____ Provided entries

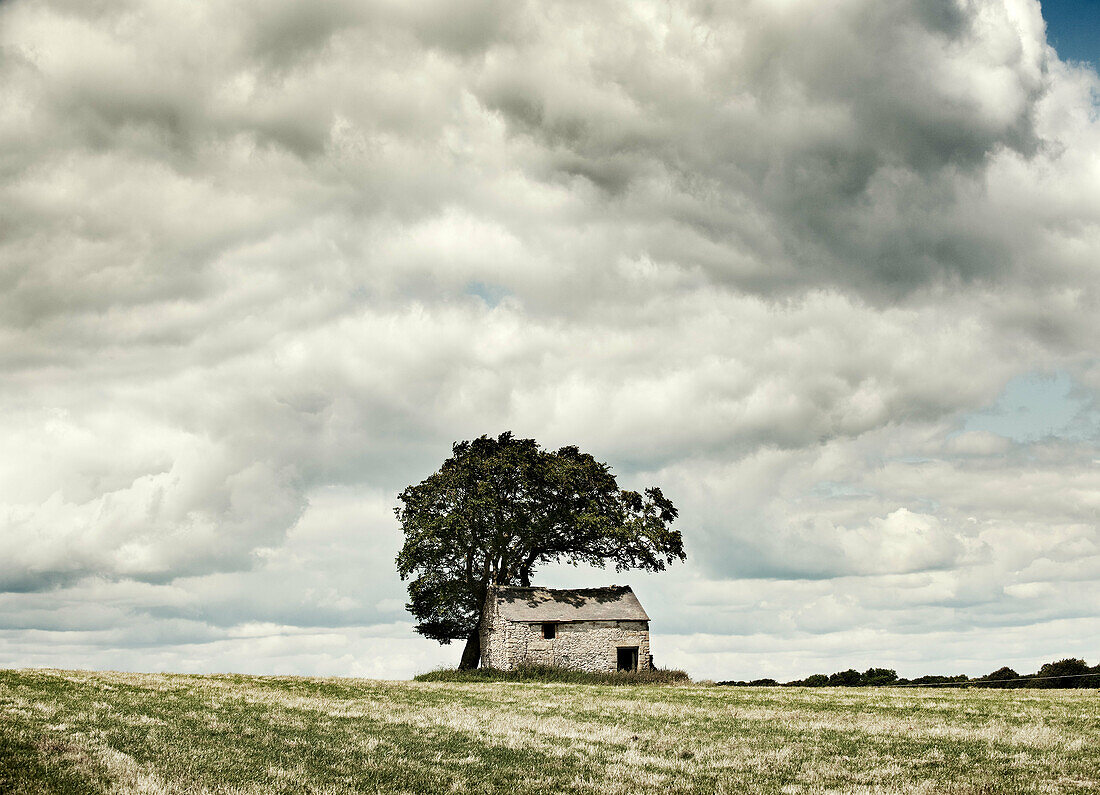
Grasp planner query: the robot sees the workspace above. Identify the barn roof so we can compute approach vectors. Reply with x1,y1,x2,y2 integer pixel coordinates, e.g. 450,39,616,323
494,585,649,621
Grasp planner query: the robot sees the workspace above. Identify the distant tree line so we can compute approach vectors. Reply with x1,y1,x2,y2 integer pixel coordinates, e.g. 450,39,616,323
718,658,1100,688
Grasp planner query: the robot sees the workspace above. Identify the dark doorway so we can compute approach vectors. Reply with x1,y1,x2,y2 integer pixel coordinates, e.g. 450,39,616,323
616,645,638,671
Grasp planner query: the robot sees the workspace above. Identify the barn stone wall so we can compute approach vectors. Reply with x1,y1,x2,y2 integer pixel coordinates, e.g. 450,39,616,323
481,600,649,671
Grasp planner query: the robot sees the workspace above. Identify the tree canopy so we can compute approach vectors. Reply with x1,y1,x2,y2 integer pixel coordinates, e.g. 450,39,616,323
394,431,686,667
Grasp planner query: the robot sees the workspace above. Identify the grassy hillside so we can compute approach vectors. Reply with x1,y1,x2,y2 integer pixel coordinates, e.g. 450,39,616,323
0,671,1100,795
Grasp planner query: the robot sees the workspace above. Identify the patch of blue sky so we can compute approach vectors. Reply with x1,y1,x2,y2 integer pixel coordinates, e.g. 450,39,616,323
465,281,510,309
959,372,1100,443
1042,0,1100,69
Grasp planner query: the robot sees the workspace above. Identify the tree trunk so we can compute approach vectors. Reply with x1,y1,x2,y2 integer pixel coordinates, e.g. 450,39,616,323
459,633,481,671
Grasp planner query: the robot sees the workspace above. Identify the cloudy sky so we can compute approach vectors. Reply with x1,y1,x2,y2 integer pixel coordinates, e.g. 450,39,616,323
0,0,1100,678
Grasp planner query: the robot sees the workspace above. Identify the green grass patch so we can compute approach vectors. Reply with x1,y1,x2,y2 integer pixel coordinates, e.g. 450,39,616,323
0,670,1100,795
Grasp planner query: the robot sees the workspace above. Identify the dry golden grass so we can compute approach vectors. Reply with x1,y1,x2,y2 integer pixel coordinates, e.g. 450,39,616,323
0,671,1100,795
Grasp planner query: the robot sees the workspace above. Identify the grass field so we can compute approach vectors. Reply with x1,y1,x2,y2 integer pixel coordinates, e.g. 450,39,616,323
0,671,1100,795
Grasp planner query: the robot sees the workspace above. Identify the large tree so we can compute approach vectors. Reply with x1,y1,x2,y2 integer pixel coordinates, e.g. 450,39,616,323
394,432,685,669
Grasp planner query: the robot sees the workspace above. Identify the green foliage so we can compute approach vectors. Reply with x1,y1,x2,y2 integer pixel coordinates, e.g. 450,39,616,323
395,432,685,665
1033,658,1090,687
414,665,691,685
774,658,1100,688
859,669,898,687
828,669,862,687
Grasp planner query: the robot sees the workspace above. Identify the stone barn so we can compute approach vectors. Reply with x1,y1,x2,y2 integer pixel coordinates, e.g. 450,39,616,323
481,585,652,671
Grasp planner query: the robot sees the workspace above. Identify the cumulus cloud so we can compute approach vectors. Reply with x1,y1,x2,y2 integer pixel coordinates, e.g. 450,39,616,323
0,0,1100,675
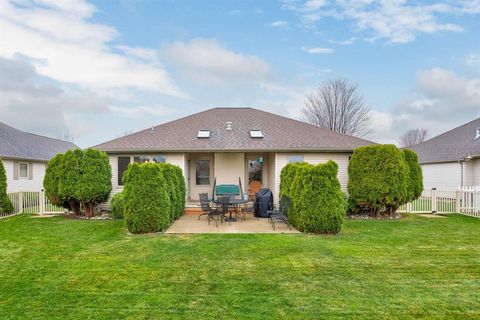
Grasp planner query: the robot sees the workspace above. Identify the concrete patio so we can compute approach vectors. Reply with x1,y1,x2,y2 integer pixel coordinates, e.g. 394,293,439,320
165,213,300,233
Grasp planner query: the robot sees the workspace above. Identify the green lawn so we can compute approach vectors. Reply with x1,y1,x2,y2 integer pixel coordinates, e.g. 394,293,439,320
0,215,480,319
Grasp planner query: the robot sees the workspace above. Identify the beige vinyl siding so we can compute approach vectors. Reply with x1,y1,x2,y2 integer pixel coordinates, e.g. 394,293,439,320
2,159,46,193
214,152,245,184
473,159,480,186
268,153,276,198
422,162,462,189
189,153,215,200
272,153,351,205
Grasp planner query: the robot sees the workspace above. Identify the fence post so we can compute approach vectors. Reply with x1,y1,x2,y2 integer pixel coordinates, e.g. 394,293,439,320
38,189,45,214
455,190,462,213
18,189,23,213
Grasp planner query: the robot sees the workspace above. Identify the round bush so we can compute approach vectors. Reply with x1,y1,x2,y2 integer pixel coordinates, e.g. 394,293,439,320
110,192,125,219
289,161,347,234
0,159,14,213
123,163,172,233
348,145,409,216
403,149,423,202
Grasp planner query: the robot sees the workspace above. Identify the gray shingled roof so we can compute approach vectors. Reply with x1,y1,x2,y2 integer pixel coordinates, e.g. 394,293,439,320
0,122,78,161
409,118,480,163
94,108,373,152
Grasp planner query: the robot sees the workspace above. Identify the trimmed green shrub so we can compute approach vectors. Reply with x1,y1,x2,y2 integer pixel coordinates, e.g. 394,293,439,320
123,163,172,233
289,161,347,234
173,166,187,217
110,192,125,219
158,163,180,219
0,159,14,213
348,145,409,216
73,149,112,218
403,149,423,202
43,153,71,209
43,149,112,217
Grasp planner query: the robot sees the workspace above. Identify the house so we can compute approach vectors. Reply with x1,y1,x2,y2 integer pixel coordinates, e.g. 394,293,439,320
410,118,480,189
0,122,78,192
93,108,373,204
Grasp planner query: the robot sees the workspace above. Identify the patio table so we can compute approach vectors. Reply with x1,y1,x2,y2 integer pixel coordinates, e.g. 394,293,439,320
213,199,248,222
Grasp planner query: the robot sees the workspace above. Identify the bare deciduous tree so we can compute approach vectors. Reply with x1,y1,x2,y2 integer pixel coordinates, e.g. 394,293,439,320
302,79,371,137
399,128,427,147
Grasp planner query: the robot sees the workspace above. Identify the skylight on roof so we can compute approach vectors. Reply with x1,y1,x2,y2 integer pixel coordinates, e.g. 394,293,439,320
250,129,263,138
197,129,210,138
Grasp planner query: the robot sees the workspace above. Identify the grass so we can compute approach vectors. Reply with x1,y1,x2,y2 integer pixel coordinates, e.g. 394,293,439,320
0,215,480,319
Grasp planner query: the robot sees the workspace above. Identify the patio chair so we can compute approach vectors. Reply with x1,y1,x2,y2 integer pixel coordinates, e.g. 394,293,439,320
218,196,230,224
268,195,292,230
248,180,262,201
198,193,223,228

________

Problem statement - Please write out all of the data above word for word, leaving out the pictures.

Answer in full -
Grasp planner query: the robot sees the workspace above. Identify the barn roof so we can compute approach vectors. Reply with x1,y1,x2,y2 integer pixel coordinates, e.g. 450,39,616,323
494,585,649,621
Grasp planner query: the robot sees the workspace above. Identify the distant tree line so we can compute approach vectors. Reply with x1,y1,x2,y2 integer pixel coordinates, e.g. 450,39,616,323
718,658,1100,688
Grasp planner query: the robot sees the workspace above. Identify the dark doorway so we can compute approach vectors. Reply with x1,y1,x2,y2 integer pixel coordinates, e.g. 450,39,616,323
616,645,638,671
Grasp planner query: the robot sees the workspace above. Identify the barn stone wall so we can compute approach vectors. Reply with x1,y1,x2,y2 integer pixel coordinates, e.g. 450,39,616,323
481,600,649,671
Grasp planner query: the robot sees the workspace above. Identify the tree canopy so we can compute approach vectors. Reply with x1,y1,x2,y2 integer pixel coordinates, e.g. 450,39,616,323
394,431,686,667
Grasp planner query: the robot sees the workspace above. Identify the grassy hillside so we can compute approach vectors. Reply with x1,y1,x2,y2 integer pixel coordinates, e.g. 450,39,616,323
0,671,1100,795
Grasp planner query: the robot sees the workspace above. Identify the patch of blue sky so we can compute approach vectors. Reply with x1,y1,x2,y2 integer pixel coordinates, e.g. 450,39,616,323
465,281,510,309
959,372,1100,443
1042,0,1100,69
Grasp planner query: the robot sees the workspace above. Identify the tree trunk so we can compute approach vectors. Reply with x1,y1,x2,y2 integer pixel coordinates, e.g. 450,39,616,323
459,633,481,671
Grasp planner query: the robot sees the workspace above. Identify the cloudy sky so we can compute approach vectors. Reply with x1,y1,x2,y2 integer pixel coordinates, e.g. 450,39,616,323
0,0,1100,678
Grasp planner query: the robot sees the workspace above. Identify the green grass patch so we can compute approach vectors. Reply with x1,y1,x2,y2 integer pixel coordinates, e.g. 450,39,616,323
0,670,1100,795
Grasp planner query: the robot sees the workspace above. Identify the dry golden grass so we can compute approach vectors. Reply with x1,y1,x2,y2 integer pixel coordinates, e.g. 450,39,616,323
0,671,1100,795
Grasp planner query: the robot sees the workspace above. Identify the grass field so we can compute approach vectors. Reply with x1,y1,x2,y2 integer pixel coordinates, e.g. 450,39,616,323
0,671,1100,795
Grasp planner query: the robot sees the workspace above. Identify the large tree so we can compute approach vectors. Reply with x1,y1,x2,y2 integer pixel coordinates, e.g. 450,39,616,323
394,432,685,669
Grasp planner query: the robot sees the workspace above. Identify the green foliage so we can compute approach vectors. Reply with x1,y1,x2,y2 integer pixel coordinates, e.g. 450,39,616,323
395,432,685,665
1033,658,1090,687
414,665,691,685
774,658,1100,688
859,669,898,687
828,669,862,687
Grasp planner query: the robot sees the workspace above. Identify the stone barn so we can compute approach vectors. Reply with x1,y1,x2,y2 integer pixel coordinates, e.g. 450,39,616,323
481,585,652,671
Grasp planner query: the robot sees the workspace above. Identify the cumulus cloud so we can compute approach vectors. Reply with x1,y1,x2,y2 integer pixel coordinates, e.g. 450,39,616,323
0,0,1100,675
Grasp planner query: the robot sees the workspace above. Identify the concrete patio so we can compute approach vectors. Reply with x1,y1,x2,y2 integer pixel coordinates, e.g. 394,293,439,320
165,213,300,233
Grasp planner query: the robot sees the workspace above. Identify the green lawn so we can compute approach vectors. Reply with x1,y1,x2,y2 integer pixel coordinates, e.g. 394,293,439,320
0,215,480,319
Grasp planner query: the robot sees the workspace above. Identify the beige vinyl siding so we can compute approach vectors. Reply with x1,y1,x2,y2 integer pixel coordinates, e.g. 394,293,439,320
2,159,46,193
214,152,245,184
473,159,480,186
268,153,276,198
422,162,462,189
189,153,215,200
272,153,351,205
Grasp planner query: the robot sees the workspace above. Identify the fence post so we can compute approach vectors. Reply with x1,y1,x2,y2 integer pixel coordinates, e.g. 394,293,439,320
38,189,45,214
455,190,462,213
18,189,23,213
Grasp planner query: the robot sees the workspace above. Identify the round bush so we can compute approach vectors. Reply with x1,y1,x2,y2 integer pixel coordinates, e.g. 394,293,439,320
110,192,125,219
289,161,347,234
0,159,14,213
123,163,172,233
348,145,409,216
403,149,423,202
Grasp planner query: the robot sees the workspace above. Identify the gray shingled roof so we can compute approach vectors. Reply with x1,y1,x2,y2 integer pixel coordinates, e.g. 394,293,439,320
0,122,78,161
409,118,480,163
94,108,373,152
Grasp planner query: the robot sees the workspace above. Identify the trimmed green shrub so we can compute approach vectors. Reply with x1,y1,x2,y2 integer pixel coordinates, e.g. 394,293,439,320
123,163,172,233
289,161,347,234
173,166,187,217
110,192,125,219
158,163,180,219
0,159,14,213
348,145,409,216
73,149,112,218
403,149,423,202
43,153,71,209
43,149,112,217
Grasp planner query: the robot sees the workspace above. Identify the house so we can compute approach vectors. Reply with x1,y1,x2,y2 integer pixel coordinates, e.g. 394,293,439,320
410,118,480,189
0,122,78,192
93,108,373,204
Grasp planner query: the robot sees the workspace above. Identify the patio table so we can compute approach vectors. Reply with x1,y1,x2,y2 integer pixel coordinates, e.g. 394,293,439,320
213,199,248,222
Grasp planner query: the robot sees the workspace above. Identify the bare deciduous tree so we can compute approach vectors. Reply with x1,y1,x2,y2 integer pixel coordinates, e.g. 394,293,439,320
302,79,371,137
399,128,427,147
Grasp planner query: the robot sees the workspace above. Identify the skylight on roof so we can compute approach vectors. Reply with x1,y1,x2,y2 integer pixel coordinates, e.g. 394,293,439,320
250,129,263,138
197,129,210,138
Grasp planner query: the robot sees the workspace above. Identify the grass so we can compute approach vectors. Reply with x1,y1,x2,y2 integer pixel coordinates, e.g. 394,293,439,320
0,215,480,319
Grasp planner query: the robot sees the workspace above. Identify the patio chair so we can compute approach vectors. Reply with x1,y1,x2,y2 integer pixel coordinates, e.g. 394,293,439,320
218,196,230,224
268,195,292,230
248,180,262,201
198,193,223,228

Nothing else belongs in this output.